» **READING PASSAGE**
++++++

The standard of beauty prevailing in America for the past 60 or so years dictates that women’s bodies be completely hairless except for their heads and pubic areas, and even that has changed with the importation of hot waxing and the rise in popularity of the Brazilian [NSFW]. I find this fascinating given the ancestral breakdown in the United States in 2000 (pdf) and the hirsuteness of the various populations.
Despite Hitler’s protest to the contrary, Germany isn’t a country made up of blue-eyed blondes. Like most of the rest of the world, brunette dominates. It dominates through eight of the top ten most prevalent self-selected ancestries turned in during the 2000 census. Not being an evolutionary biologist I have no idea why dark hair dominates but simple observation proves that it is. And dark hair has a much greater chance of being thick, coarse, and persistent.

++++++

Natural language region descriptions
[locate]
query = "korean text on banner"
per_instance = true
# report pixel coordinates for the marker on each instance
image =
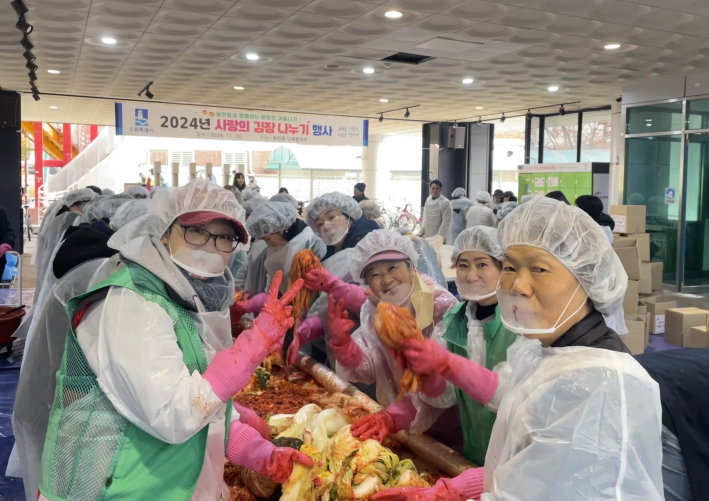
(194, 122)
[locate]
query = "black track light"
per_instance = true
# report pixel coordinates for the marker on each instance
(24, 26)
(25, 42)
(146, 89)
(19, 7)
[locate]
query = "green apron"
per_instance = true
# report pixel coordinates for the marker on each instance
(476, 419)
(93, 453)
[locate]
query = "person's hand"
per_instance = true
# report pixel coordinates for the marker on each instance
(376, 426)
(425, 357)
(339, 322)
(319, 280)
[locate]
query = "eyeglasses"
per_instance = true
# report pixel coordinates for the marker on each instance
(195, 235)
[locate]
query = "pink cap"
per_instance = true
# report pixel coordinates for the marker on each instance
(202, 217)
(383, 256)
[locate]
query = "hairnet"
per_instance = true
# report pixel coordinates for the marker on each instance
(478, 238)
(83, 195)
(379, 241)
(139, 191)
(370, 207)
(285, 198)
(335, 200)
(483, 196)
(271, 217)
(459, 192)
(576, 241)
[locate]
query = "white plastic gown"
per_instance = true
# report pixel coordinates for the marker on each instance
(379, 366)
(579, 424)
(480, 215)
(437, 217)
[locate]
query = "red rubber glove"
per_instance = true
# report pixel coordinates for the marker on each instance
(346, 351)
(467, 485)
(231, 369)
(250, 418)
(246, 448)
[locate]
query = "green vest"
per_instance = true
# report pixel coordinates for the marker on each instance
(477, 420)
(93, 453)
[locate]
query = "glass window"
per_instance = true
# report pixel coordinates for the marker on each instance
(698, 114)
(561, 138)
(663, 117)
(596, 136)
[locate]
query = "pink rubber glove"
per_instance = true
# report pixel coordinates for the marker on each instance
(247, 448)
(467, 485)
(346, 351)
(322, 280)
(394, 418)
(430, 358)
(250, 418)
(231, 369)
(306, 332)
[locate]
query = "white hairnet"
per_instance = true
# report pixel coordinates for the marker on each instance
(478, 238)
(370, 207)
(484, 197)
(83, 195)
(271, 217)
(138, 191)
(458, 192)
(576, 241)
(380, 241)
(335, 200)
(286, 198)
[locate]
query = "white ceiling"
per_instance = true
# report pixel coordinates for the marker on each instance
(195, 51)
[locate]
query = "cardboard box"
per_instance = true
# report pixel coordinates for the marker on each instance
(656, 306)
(698, 337)
(643, 243)
(627, 251)
(630, 302)
(679, 322)
(635, 338)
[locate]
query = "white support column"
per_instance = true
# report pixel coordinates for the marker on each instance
(370, 168)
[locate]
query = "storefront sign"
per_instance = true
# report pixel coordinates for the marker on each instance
(193, 122)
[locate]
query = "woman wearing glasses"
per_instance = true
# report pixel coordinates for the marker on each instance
(143, 399)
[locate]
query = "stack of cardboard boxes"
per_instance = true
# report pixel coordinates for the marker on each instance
(644, 308)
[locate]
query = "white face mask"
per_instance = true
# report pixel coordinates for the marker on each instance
(198, 262)
(518, 315)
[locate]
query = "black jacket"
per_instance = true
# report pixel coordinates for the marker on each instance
(592, 332)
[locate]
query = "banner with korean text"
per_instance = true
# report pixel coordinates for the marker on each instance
(193, 122)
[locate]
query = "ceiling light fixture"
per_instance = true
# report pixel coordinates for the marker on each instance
(146, 89)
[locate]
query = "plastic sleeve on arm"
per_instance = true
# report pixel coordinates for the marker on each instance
(131, 346)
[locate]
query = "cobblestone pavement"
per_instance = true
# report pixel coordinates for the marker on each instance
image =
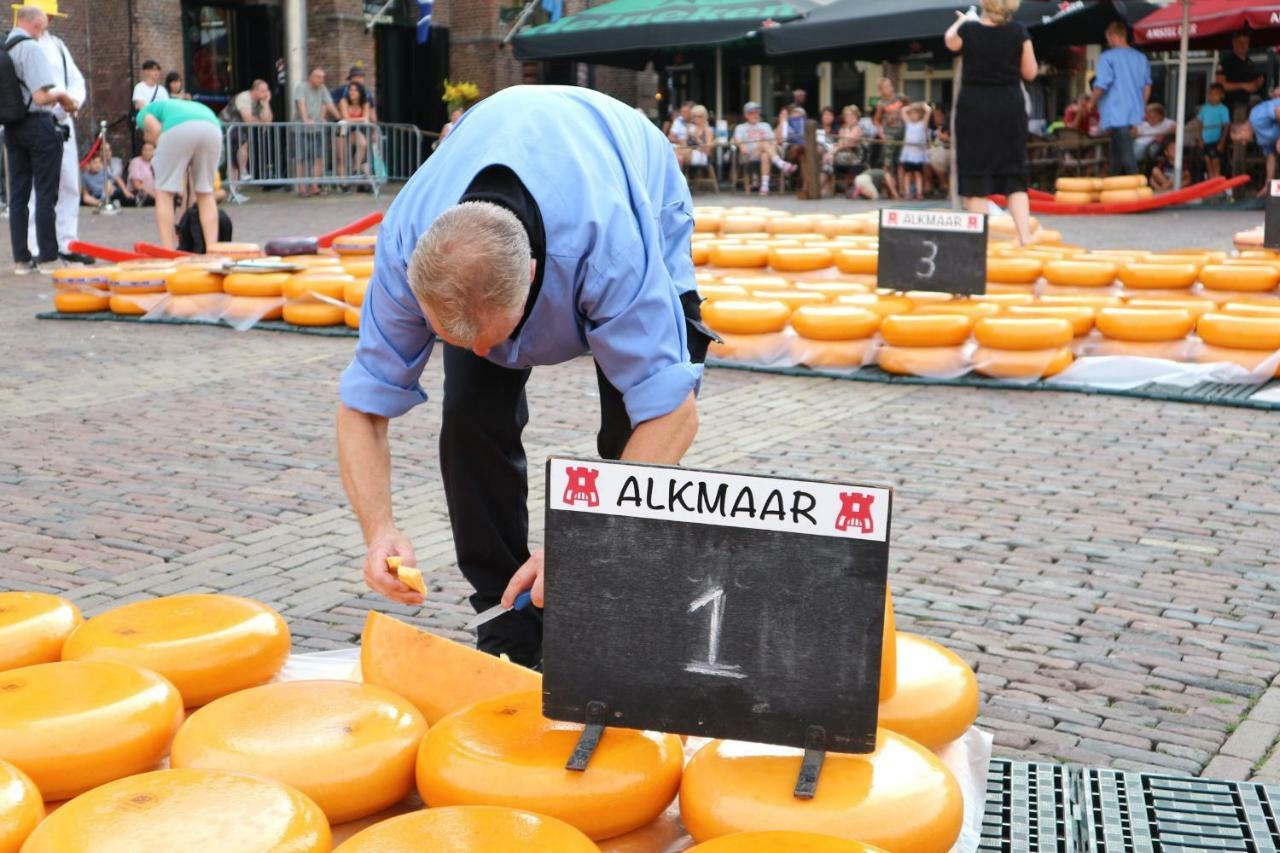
(1109, 565)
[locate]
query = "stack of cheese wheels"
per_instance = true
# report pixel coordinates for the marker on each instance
(255, 296)
(833, 336)
(899, 797)
(1252, 342)
(347, 746)
(77, 724)
(752, 329)
(1152, 333)
(504, 752)
(33, 626)
(82, 290)
(136, 291)
(302, 292)
(470, 829)
(924, 345)
(1023, 347)
(186, 810)
(208, 646)
(21, 807)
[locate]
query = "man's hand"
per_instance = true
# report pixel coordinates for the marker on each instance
(379, 578)
(528, 576)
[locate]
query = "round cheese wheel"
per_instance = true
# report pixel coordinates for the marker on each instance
(899, 797)
(1238, 277)
(470, 829)
(347, 746)
(1239, 332)
(926, 329)
(504, 752)
(1023, 333)
(1077, 273)
(1146, 277)
(833, 322)
(863, 261)
(21, 807)
(255, 283)
(746, 316)
(186, 810)
(33, 626)
(781, 842)
(77, 724)
(1144, 324)
(922, 361)
(206, 646)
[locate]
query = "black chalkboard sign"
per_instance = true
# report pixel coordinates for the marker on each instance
(716, 605)
(932, 250)
(1271, 231)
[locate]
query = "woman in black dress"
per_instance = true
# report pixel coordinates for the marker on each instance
(991, 114)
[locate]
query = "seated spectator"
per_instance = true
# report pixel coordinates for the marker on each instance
(1151, 133)
(142, 178)
(755, 147)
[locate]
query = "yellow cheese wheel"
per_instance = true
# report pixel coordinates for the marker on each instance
(208, 646)
(922, 361)
(781, 842)
(347, 746)
(1023, 333)
(1146, 277)
(186, 810)
(899, 797)
(799, 260)
(504, 752)
(439, 676)
(21, 807)
(926, 329)
(33, 626)
(1077, 273)
(77, 724)
(1239, 332)
(744, 316)
(1144, 324)
(255, 283)
(835, 322)
(470, 829)
(1232, 277)
(863, 261)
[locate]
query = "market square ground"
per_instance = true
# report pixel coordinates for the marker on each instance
(1110, 566)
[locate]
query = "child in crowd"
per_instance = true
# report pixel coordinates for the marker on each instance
(915, 141)
(1215, 121)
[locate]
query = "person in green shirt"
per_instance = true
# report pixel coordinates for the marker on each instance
(186, 133)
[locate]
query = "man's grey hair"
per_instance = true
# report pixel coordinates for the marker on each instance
(470, 265)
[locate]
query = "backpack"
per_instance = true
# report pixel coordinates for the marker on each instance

++++++

» **EXERCISE BRIEF**
In the passage on hair and beauty standards, how many of the top ten most prevalent self-selected ancestries from the 2000 census does brunette hair dominate?

» **EXERCISE RESULT**
Eight of the top ten.